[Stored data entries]
----

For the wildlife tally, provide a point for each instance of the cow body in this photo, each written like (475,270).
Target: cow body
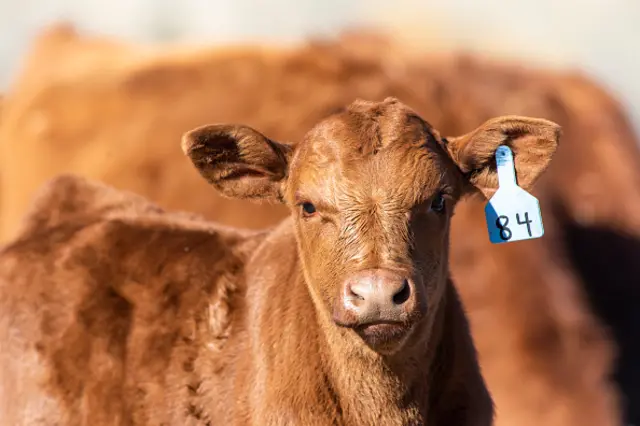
(116,312)
(147,317)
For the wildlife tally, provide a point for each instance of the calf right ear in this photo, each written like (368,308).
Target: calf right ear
(238,161)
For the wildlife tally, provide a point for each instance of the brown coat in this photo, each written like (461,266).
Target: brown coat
(116,312)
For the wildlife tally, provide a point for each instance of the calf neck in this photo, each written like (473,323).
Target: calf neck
(115,312)
(368,328)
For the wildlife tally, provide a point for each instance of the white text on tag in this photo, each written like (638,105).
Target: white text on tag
(512,213)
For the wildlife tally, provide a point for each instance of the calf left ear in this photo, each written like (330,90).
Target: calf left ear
(238,161)
(532,140)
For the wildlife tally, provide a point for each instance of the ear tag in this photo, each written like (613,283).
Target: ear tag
(512,213)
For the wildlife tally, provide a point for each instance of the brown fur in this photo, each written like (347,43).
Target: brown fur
(130,315)
(540,320)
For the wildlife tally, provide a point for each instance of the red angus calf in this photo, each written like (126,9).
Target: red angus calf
(115,312)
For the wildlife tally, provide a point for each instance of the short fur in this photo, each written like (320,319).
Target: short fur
(116,312)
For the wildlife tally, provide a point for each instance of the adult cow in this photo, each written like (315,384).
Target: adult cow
(116,312)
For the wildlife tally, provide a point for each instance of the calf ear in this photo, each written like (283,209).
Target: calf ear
(532,140)
(238,161)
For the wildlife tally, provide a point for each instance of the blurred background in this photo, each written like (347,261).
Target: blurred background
(597,36)
(106,89)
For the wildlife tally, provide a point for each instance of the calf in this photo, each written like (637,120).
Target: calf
(116,312)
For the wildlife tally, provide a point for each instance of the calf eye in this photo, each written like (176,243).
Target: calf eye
(438,203)
(308,209)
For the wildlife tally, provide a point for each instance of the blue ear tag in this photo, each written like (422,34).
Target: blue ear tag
(512,213)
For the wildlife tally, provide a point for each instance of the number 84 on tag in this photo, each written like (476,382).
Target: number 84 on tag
(512,213)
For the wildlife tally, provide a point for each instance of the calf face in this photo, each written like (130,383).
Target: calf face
(371,190)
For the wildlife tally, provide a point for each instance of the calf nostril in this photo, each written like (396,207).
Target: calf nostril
(354,294)
(403,295)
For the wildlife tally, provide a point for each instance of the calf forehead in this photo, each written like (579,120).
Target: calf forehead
(374,150)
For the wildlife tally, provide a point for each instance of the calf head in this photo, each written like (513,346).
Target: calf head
(372,190)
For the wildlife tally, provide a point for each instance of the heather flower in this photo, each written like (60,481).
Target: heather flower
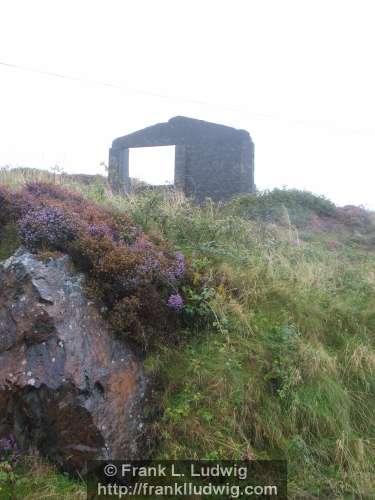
(47,227)
(100,231)
(175,302)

----

Prompt —
Write out all the entries again, word for word, and print no images.

Reply to the task —
For the wildlife tally, provide a point for each instance of the cow body in this photo, each written like (475,270).
Target: cow body
(116,312)
(147,317)
For the wildlife tally, provide a point for each instance of the calf right ear in this photo, each written like (368,308).
Target: calf right ear
(238,161)
For the wildlife tally, provide a point for each instance of the brown coat in this photo, each written like (461,266).
Target: brown coat
(116,312)
For the wildlife tally, provide a point for each instance of the calf neck in this photo, each written like (473,323).
Target: calf neck
(115,312)
(368,328)
For the wildlife tally, provide a point for each instance of the white text on tag in this photo, each written like (638,105).
Target: white text on tag
(512,213)
For the wildlife tally, provide a point for each instance of the calf left ear in this photo, each written like (330,90).
Target: calf left ear
(238,161)
(532,140)
For the wildlife tally, provide a point for each instance of the ear tag in this photo, each written like (613,283).
Target: ear tag
(512,213)
For the wildlife tally, provide a point for each instance of the brown fur in this photo, each written like (347,43).
Target: brown fur
(130,315)
(540,320)
For the wildlife tally, provide a point for each instance of the red angus calf in this photo, each written like (126,9).
Target: red angus calf
(115,312)
For the wildlife tally, provide a point for each instance of the short fur in this photo, each written like (320,319).
Target: short fur
(116,312)
For the wildlife tally, provide a point for each instance of the adult cow in this photo, each written like (315,384).
Target: adult cow
(116,312)
For the wildlife tally, provide a point for each instance of the calf ear in this photo, each written like (283,209).
Target: calf ear
(532,140)
(238,161)
For the wildlife tally, provide a point for each instance of the blurred background in this photo, each written like (347,261).
Target: blurred background
(597,36)
(106,89)
For the wildlife tally, provide a point for each instance of the calf in this photo, each written like (637,120).
Target: calf
(116,312)
For the wildlife tally, provide a point for each instance of the calf eye in this photo, each written like (176,243).
Target: calf eye
(438,203)
(308,209)
For the wildlife tally, provide a point for each instance of the blue ear tag in this photo, each written like (422,34).
Target: blue ear tag
(512,213)
For the wildlife tally, provide a point for each instance of the number 84 on tag in this photo, each written like (476,382).
Target: number 84 on tag
(512,213)
For the wildlife tally, provide a point for each instance of the calf face in this photo, each written like (130,383).
Target: calf face
(371,190)
For the wildlife tally, provide a point for each instance of the calf nostril in this photo, each written like (396,207).
Target: calf nostril
(354,294)
(403,295)
For the wildlife tally, provide a point for each instance of the calf forehead in this photo, each written like (579,120).
Target: calf forehead
(374,150)
For the wildlife tally, provide a point for each instance of the calf head in this photo, each written like (513,346).
Target: calf head
(372,190)
For the wildlife tally, provide a point for each instance of the heather flower in this photo, each written like (60,481).
Target: heather flower
(47,227)
(100,231)
(175,302)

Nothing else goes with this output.